> **Aim**
Print the data below verbatim, reproducing every line in its original order without alteration.
* start Data to process *
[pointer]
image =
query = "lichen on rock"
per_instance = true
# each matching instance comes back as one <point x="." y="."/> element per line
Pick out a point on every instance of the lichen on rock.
* end Data to process *
> **The response**
[pointer]
image =
query = "lichen on rock"
per_instance = true
# each matching instance comes back as one <point x="." y="."/> element per line
Pick out a point on every instance of the lichen on rock.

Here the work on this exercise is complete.